PAGE TEXT =
----------------

Translate

Friday, April 12, 2013

Flower Visitors

A useful guide for those who want to know more about the little visitors to the flowers.
An illustrated beginner's field guide to insect flower visitors, including pollinators. The guide provides concise descriptions, photos and life history information of the most common insects found visiting flowers. It includes time of year, geographic area and favorite flowers. Also mentioned are those that act as pollinators and whether they may sting.



Guide to Flower Visitors
Available at Barnes and NobleLulu.com and iTunes


© Beatriz Moisset. 2013

Thursday, April 4, 2013

What is the Connection Between Honey Bees and Almond Farming?


Honey bee. © Beatriz Moisset

These days we hear a lot about Colony Collapse Disorder (CCD) and other problems that plague bees and cause their numbers to plummet. We also hear about the concern for crops, that of almonds in California, in particular. Every year millions of bee hives are shipped to California to provide pollination for almonds during the brief period of their bloom. Beekeepers know that transporting bees and making them pollinate a monoculture such as almonds are stressful to them.

----------------

SET PROBLEM 1 = Print the lines of the listing from the line with "Question: Mark the arm" to the line with "[53,122,150,269]", with both of those lines included.
The page text and the listing have no connection to each other.

Region labeling records
----------------

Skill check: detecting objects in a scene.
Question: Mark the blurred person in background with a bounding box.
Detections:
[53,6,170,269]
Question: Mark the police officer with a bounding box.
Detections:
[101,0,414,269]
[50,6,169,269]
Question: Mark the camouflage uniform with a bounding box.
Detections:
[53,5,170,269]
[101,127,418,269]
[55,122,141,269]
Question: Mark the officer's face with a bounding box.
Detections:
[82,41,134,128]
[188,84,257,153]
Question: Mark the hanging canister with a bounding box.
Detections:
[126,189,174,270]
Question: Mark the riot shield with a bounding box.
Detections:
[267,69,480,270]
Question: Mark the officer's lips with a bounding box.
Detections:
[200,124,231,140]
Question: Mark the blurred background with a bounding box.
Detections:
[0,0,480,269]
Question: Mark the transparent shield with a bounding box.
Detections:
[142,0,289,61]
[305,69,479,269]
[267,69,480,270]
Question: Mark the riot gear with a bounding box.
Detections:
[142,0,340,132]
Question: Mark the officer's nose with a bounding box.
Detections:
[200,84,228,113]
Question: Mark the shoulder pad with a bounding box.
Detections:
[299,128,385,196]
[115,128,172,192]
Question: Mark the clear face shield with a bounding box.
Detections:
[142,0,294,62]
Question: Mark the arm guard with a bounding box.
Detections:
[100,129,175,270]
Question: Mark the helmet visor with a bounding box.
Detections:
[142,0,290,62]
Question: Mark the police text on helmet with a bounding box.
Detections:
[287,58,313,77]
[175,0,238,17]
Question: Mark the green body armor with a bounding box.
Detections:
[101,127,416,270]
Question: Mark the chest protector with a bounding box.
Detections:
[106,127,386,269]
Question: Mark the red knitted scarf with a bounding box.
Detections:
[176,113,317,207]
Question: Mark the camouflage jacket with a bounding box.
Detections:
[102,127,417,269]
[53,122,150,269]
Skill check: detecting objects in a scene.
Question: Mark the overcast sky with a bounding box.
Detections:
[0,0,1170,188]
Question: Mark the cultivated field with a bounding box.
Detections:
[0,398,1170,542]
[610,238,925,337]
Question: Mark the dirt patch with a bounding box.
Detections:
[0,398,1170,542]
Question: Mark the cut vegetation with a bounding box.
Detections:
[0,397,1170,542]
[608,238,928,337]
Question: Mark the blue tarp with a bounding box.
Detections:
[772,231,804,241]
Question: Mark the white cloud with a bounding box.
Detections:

----------------

SET PROBLEM 2 = According to the post on honey bees and almond farming, why are millions of bee hives shipped to California every year?

FINAL ANSWER 1 =
Question: Mark the arm guard with a bounding box.
Detections:
[100,129,175,270]
Question: Mark the helmet visor with a bounding box.
Detections:
[142,0,290,62]
Question: Mark the police text on helmet with a bounding box.
Detections:
[287,58,313,77]
[175,0,238,17]
Question: Mark the green body armor with a bounding box.
Detections:
[101,127,416,270]
Question: Mark the chest protector with a bounding box.
Detections:
[106,127,386,269]
Question: Mark the red knitted scarf with a bounding box.
Detections:
[176,113,317,207]
Question: Mark the camouflage jacket with a bounding box.
Detections:
[102,127,417,269]
[53,122,150,269]

FINAL ANSWER 2 = The hives are shipped to California to pollinate the almonds during the brief period when the almonds bloom.